Yapılacaklar ::
- a) Helikopter kazası yazısında “Büyük dâvâ adamı;” sözleriyle başlayıp “civarında düşen helikopter...” sözlerine kadar giden bölümü kelimesi kelimesine aktar.
- b) Helikopter kazası yazısını kaldığı yerden devam ettir.

Metin ::
====
Serdar Arseven

Serdar Arseven

Meclis’ten tüm ülkeye, “Büyük Birlik” havası!..

Meclis’ten tüm ülkeye, “Büyük Birlik” havası!..

“Ben sonsuzluğu düşünüyorum,
Ey sonsuzluğun sahibi, Sana ulaşmak istiyorum!..” diyordun;
Ulaştın.
Şimdi, “Güvercinler ülkesinde” dolaşıyorsun...
Büyük dâvâ adamı;
Mekânın cennet olsun.
-
“Çağlayancerit”ten “Yer”köy’e giderken;
“Kahraman”maraş’ın merkez ilçesine bağlı “Döngel” Köyü yakınlarındaki “Kanlıçukur” mevkiinde;
“Şahin” kayalıklarının civarında düşen helikopter...
Hissedişler:
“Bırakın bu helikopter işlerini, hava koşulları kötü olunca uçamayız. Tehlikeli bir şeyler olur. Beni öldürecek misiniz?!.”
“Şimdi bakın yoldan geldik, yola gideceğiz. Hiç birimizin garantisi yok. Şurada ayakta duranın da, oturanın da garantisi yok. Yani, ruh bir saniyeliktir. Küf dedi mi... Gitti!..”
“Üşüyorum!”

Her şey ne kadar berrak, “bembeyaz” karların üzerinde “bembeyaz” bir gömlekle...
====
Verilen liste ::
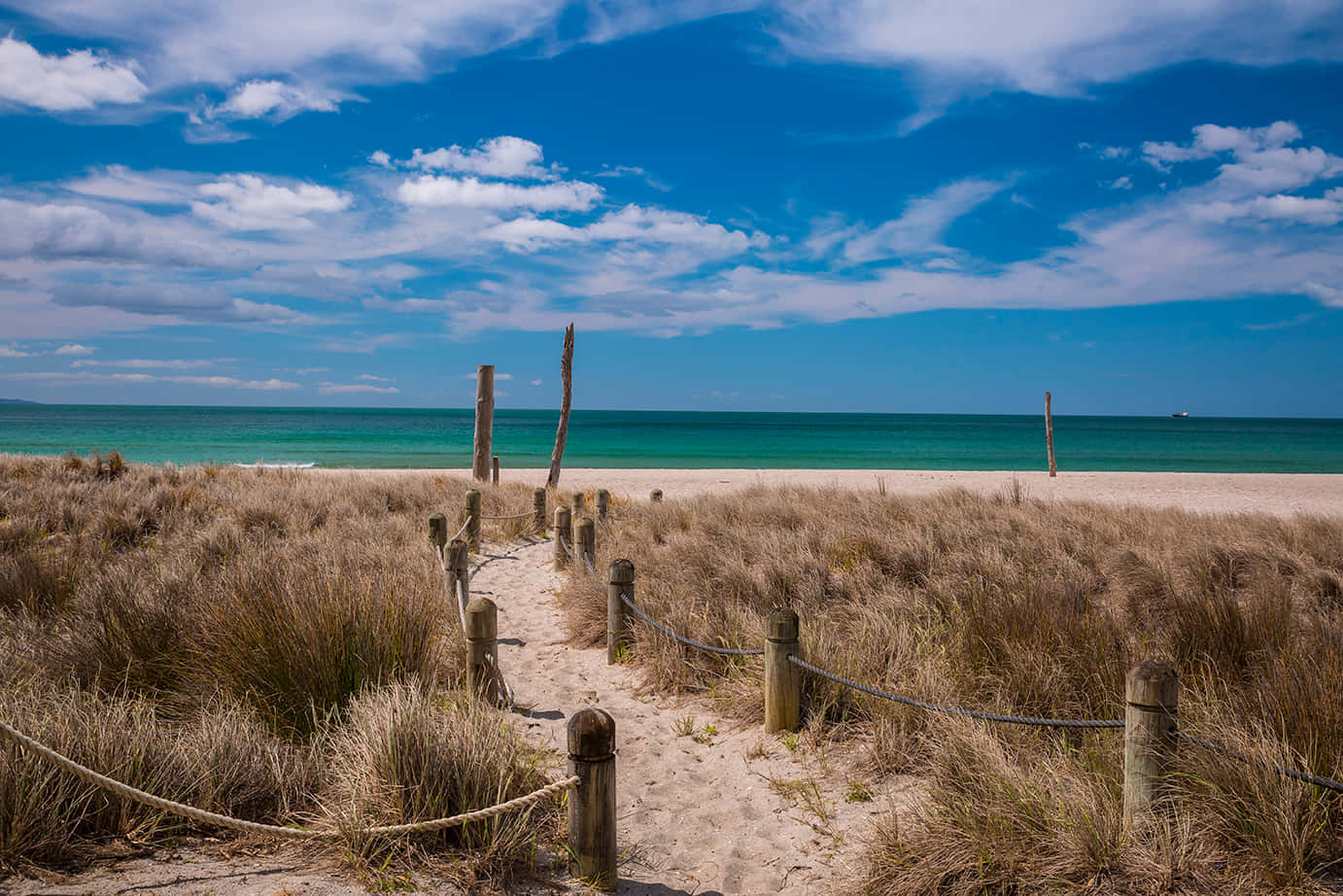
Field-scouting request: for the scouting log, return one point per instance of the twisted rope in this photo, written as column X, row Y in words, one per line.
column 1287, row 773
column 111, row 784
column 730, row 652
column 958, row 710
====
Beklenen yanıtlar ::
- a)
Büyük dâvâ adamı;
Mekânın cennet olsun.
-
“Çağlayancerit”ten “Yer”köy’e giderken;
“Kahraman”maraş’ın merkez ilçesine bağlı “Döngel” Köyü yakınlarındaki “Kanlıçukur” mevkiinde;
“Şahin” kayalıklarının civarında düşen helikopter...

- b)
“Bembeyaz bir güvercin” gibi...“Gül rengi” bir helikopter!.. Onda refleks haline gelmişti, şüphem yok...
Giderken, vurgulaya vurgulaya “Şehadet” getirmişti.

Daha güzel bir ölüm tasavvur edilebilir mi?..
Ölümümüz, Şehit Muhsin Yazıcıoğlu’nunki gibi olsa...
Ve götürülüşümüz;
Milyonlarca seveninin gözyaşları, duaları, tekbirleri arasında...
“İyi bilirdik”lerin, “Helal olsun”ların “usulden” değil de “gönülden” ifadesiyle gitsek...
Tekbirler inletse dört bir yanı, Meclis’in ortasından yükselen ses, Meclis’teki “Tabur”da yankılansa...
Emniyet’e, Genelkurmay’a, Kuvvet Komutanlıklarına; “Devlet”e ulaşsa!..
Devletin merkezinden dört bir yana “İşte Büyük Birlik” mesajı ulaşsa!..
Büyük Birlik; “Tekbirlerde”, “Dualar”da...
Muhsin Yazıcıoğlu, hatırlarsınız ya; “G.Ö.R” diyordu...
“GÖR” Ankara!..
Bak ve “GÖR”...
“Büyük Birlik” için ne lazımmış ve “bölücülük” neymiş...
“GÖR” ve “Anla.”

Muhsin Başkan gibi, ne güzel.
Götürüp, Merhum Mehmet Akif’in veya bir başka Allah dostunun yanıbaşına yatırsalar bizi...
Bundan güzel bir gidiş tasavvur edilebilir mi?..
Yüzbinlerce seveninin dualarıyla...
“İstikameti” besbelli bir “beyaz güvercin” gibi.
BİR ÜLKÜCÜ... BİR KÜRT DOSTU!..
Na’şının ardından yürürken, anılar canlanıyor gözümün önünde...
Elhamdülillah, boşa geçirmemişim Ankara’daki yıllarımı...
Ona ve siyasi hareketine dair yüzlerce makalem var...
Onu her vesileyle manşetlere taşımaya çalışmışım; O’nu anlatmaya, bu kirli politika arenasında O’nun farkını ortaya koymaya...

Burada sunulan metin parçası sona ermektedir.